» Rows from a dataset:
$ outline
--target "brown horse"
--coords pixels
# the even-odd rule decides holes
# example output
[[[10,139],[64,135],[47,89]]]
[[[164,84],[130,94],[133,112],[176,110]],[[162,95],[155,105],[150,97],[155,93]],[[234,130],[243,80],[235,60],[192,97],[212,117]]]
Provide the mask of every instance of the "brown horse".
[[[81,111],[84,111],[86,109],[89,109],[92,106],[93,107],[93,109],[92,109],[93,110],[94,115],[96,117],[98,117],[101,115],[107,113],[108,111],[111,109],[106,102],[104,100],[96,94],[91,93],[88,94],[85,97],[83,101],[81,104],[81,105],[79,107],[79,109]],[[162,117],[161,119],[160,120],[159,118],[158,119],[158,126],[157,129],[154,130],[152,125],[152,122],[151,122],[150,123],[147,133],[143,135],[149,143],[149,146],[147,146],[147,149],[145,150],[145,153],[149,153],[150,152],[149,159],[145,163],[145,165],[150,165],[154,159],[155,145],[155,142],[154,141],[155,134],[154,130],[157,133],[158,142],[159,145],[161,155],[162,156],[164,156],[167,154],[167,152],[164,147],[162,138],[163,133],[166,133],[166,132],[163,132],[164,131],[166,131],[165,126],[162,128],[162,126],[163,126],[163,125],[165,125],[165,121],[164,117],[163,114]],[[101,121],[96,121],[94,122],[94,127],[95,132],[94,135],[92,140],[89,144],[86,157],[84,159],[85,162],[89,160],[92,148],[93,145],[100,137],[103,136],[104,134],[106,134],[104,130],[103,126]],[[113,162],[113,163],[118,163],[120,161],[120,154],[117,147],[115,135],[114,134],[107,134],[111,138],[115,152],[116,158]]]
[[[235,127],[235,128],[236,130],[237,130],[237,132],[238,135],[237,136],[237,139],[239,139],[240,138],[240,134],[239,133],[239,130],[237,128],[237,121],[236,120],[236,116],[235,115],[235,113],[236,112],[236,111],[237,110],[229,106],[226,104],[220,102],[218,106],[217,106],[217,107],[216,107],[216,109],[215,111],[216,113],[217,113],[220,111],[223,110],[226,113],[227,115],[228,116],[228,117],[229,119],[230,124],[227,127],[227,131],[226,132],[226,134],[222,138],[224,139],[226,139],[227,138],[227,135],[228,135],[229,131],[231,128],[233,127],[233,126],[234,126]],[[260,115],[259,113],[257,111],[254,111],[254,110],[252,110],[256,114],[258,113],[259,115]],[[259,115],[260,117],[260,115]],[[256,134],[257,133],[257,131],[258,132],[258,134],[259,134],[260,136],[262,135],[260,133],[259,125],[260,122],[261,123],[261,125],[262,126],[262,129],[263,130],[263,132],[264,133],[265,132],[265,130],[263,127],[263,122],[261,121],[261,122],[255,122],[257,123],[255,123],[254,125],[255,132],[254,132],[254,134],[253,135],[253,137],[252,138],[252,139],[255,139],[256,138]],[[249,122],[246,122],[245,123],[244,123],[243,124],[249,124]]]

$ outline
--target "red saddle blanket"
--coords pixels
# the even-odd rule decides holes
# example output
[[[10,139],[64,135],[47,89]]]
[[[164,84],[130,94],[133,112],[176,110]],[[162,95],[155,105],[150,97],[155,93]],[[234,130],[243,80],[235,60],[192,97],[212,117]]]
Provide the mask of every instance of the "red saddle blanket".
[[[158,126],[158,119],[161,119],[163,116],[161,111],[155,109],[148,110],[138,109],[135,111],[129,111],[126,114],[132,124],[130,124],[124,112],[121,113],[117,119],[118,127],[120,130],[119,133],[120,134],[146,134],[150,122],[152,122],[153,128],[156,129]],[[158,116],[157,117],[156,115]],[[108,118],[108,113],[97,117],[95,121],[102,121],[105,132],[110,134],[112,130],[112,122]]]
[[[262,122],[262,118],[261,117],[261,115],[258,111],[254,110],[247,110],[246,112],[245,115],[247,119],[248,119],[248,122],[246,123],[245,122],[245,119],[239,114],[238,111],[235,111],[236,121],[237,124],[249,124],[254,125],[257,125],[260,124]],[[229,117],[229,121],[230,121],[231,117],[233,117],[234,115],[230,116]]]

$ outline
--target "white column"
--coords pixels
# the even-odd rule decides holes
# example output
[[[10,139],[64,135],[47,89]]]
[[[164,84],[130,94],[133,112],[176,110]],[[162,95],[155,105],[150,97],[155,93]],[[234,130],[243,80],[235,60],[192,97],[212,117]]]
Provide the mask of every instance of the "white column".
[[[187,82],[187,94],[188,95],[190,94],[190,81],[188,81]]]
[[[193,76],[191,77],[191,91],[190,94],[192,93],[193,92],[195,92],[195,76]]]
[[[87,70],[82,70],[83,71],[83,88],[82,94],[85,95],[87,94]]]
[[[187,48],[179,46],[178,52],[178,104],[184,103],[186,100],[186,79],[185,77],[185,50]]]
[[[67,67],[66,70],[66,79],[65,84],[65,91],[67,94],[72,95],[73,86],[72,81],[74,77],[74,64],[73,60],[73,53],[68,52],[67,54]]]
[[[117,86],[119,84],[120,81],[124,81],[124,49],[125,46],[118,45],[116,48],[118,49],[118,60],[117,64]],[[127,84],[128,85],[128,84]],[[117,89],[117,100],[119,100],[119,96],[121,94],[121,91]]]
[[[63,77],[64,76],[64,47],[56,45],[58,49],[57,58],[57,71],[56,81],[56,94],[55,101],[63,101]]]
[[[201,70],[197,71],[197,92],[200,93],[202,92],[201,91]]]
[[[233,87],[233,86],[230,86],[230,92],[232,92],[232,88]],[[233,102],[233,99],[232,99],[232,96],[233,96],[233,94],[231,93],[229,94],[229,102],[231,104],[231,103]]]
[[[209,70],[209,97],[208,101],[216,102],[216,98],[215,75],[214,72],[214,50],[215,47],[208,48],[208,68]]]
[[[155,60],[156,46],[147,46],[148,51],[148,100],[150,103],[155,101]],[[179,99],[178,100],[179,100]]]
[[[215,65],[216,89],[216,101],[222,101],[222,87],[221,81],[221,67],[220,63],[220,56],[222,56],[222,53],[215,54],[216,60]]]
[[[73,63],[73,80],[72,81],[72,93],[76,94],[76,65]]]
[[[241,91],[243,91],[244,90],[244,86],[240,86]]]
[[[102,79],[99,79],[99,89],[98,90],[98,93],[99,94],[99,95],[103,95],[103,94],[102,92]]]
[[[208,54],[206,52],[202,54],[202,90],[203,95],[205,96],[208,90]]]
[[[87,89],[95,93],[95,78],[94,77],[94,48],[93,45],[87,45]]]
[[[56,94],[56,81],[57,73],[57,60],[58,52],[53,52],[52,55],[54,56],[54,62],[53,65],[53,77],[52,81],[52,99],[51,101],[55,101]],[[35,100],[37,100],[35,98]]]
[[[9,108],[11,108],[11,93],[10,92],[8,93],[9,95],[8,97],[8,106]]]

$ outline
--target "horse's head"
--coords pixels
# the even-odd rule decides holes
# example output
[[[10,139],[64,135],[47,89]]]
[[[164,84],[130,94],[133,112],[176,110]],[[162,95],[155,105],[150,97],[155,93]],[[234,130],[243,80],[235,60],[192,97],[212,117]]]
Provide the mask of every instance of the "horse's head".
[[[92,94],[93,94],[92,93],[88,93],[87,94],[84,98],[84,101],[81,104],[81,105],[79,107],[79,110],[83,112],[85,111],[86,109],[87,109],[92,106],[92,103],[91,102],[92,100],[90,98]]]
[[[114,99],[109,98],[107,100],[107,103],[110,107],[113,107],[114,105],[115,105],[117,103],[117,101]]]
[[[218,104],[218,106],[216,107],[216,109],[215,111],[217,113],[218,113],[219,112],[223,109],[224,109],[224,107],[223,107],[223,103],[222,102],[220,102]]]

» SHORT PROBLEM:
List every line in the rows above that contains the string "blanket", matching its case exactly.

» FULL SOLUTION:
--target "red saddle blanket"
Provide the mask of every instance of the "red saddle blanket".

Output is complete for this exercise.